- **Source text**:
↓

Photo by Carlos Muza on Unsplash

Title Diversity in Tech

There is no standard career path in tech. Job titles, expectations, salary levels, required experience levels and responsibilities vary hugely between companies. You can see a comparison of FAANG job titles in [7].

Promotion Decisions

I can count three different decision methods for promoting an employee. I will not discuss which method is correct or wrong here as this post does not aim to explain promotions in general. But let me briefly explain the methods I have observed and dive deep into the last one.

Butt Time [8] promotion, this promotion is solely based on years of experience (YoE). It reminds me of the promotion in an army. During my career, in some companies, I saw this method as the only method of promotion. E.g. after graduation one is a junior engineer, two years in the job they become an engineer, after two more years they jump to senior and so on. And for some companies, I saw this in the first steps. For instance, you start as a junior after two years you become an engineer and further promotions will be competence-based.

Competence-based promotion, in this model, companies have “somewhat” clear guidelines for each role level. E.g. a senior engineer should be able to lead a project across multiple teams etc. In theory, this method seems perfect, only the ones who deserve the next step is able to make the jump. But in practice there are gaps. How do you monitor an “ability to lead” for instance? How do you prove that? Some companies have methods like 360 evaluation, some companies put this burden on the engineering managers they prepare a case and ask for approval, some companies require engineers to apply for promotion then a committee evaluates. Still, I believe this is the best method even though the practical difficulties.

Marketing-based promotion, this model is the most elective one for the technically best engineers I saw. Most of the good engineers I met are humble, do not brag or show off. Unfortunately in this promotion model, the ones who show off get the next level. Even if they only achieve smaller things than the others. They have two great skills, business acumen and marketing which leads them to promote themselves in and out of the company finally letting them get to the next level. This can be mixed up with the competency-based model, but the difference in my opinion is the output produced by the engineer.

Promotion as a solution to churn

As Great Reshuffle hits the shores of tech companies, they aim to keep the talent in the company as much as they can. Because hiring is too expensive. Hiring means engineering time spent in the interviews, opportunity cost due to lost productivity etc.

Companies started to increase the salaries and benefits of tech employees, but hey they can not give XX,XXX€ salary to a senior engineer, that bar is too high for this level. Then they decided to give out promotions Senior Engineers are becoming leads, architects or principals. So the company can match the monetary expectations.

↑

(Stored data entries)
↓

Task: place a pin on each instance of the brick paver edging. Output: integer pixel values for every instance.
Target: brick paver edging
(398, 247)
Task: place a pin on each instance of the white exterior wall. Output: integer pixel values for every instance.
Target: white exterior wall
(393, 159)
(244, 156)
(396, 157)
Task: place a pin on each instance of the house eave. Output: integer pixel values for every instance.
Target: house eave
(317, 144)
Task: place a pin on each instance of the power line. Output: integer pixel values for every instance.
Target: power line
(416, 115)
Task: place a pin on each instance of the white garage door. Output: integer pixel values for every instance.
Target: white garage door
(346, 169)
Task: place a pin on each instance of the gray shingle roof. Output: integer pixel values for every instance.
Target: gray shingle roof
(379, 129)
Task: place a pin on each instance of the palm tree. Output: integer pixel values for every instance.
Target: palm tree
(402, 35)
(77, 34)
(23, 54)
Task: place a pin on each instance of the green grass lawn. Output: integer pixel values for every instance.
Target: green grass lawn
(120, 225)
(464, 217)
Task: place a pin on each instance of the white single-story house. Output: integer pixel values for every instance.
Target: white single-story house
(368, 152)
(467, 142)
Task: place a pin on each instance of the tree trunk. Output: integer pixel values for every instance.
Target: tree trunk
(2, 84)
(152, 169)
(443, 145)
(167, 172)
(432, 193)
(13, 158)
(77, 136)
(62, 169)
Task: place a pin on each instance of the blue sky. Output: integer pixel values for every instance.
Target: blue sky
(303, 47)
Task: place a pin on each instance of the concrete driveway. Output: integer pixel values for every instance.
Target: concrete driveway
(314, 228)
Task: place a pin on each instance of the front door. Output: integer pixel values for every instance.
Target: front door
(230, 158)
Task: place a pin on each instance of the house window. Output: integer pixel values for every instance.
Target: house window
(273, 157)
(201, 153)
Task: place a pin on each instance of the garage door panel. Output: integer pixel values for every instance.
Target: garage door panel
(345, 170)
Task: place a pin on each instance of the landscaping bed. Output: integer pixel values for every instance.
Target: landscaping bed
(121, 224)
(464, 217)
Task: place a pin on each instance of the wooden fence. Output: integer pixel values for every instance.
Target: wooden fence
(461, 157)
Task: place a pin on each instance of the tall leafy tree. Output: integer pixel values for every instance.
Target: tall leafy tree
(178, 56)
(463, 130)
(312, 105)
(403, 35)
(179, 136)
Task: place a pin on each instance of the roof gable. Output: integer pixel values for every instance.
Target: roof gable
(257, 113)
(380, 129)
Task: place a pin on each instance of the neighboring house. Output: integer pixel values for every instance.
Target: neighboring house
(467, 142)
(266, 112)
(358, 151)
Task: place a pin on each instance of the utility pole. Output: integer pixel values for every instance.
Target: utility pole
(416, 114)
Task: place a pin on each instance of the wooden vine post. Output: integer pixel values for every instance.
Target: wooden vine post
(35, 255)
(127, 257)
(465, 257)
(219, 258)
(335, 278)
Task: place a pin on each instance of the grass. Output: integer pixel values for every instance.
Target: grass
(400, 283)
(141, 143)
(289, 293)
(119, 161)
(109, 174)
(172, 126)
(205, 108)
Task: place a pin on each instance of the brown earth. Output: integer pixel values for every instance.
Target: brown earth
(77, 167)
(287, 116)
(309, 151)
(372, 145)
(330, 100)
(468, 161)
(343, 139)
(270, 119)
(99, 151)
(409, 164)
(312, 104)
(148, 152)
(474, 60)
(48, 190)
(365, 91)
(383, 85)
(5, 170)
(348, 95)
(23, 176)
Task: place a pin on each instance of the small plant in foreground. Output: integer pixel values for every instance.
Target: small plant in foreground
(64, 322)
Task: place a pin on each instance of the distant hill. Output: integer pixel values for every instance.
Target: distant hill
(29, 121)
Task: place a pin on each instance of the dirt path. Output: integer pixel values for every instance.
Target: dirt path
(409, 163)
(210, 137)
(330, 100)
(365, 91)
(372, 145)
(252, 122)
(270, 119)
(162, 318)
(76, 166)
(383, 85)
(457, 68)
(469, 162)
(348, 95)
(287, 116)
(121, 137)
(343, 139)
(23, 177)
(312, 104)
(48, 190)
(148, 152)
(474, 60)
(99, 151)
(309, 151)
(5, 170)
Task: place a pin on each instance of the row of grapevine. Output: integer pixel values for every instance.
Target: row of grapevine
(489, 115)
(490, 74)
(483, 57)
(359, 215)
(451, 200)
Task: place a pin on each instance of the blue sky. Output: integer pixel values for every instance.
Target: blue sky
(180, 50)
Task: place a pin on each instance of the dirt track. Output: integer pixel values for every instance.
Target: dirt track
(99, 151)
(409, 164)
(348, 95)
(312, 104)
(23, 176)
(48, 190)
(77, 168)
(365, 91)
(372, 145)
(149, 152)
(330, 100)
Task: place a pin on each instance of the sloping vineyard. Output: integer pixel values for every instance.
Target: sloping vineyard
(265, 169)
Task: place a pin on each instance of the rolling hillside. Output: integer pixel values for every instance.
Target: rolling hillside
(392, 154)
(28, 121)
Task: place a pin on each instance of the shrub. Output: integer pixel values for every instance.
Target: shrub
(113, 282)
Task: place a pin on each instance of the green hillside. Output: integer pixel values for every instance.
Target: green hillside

↑

- **What this exercise asks**:
1. In the post on tech promotions, what is the "Butt Time" promotion based on?
2. Using the post on tech promotions, explain why companies began promoting senior engineers to lead, architect, or principal roles.

- **Completed exercise**:
1. It is based solely on years of experience (YoE).

2. Companies could not pay a senior engineer the salary that tech employees expected, because that bar was too high for the senior level. Promoting senior engineers to leads, architects, or principals let the company match those monetary expectations.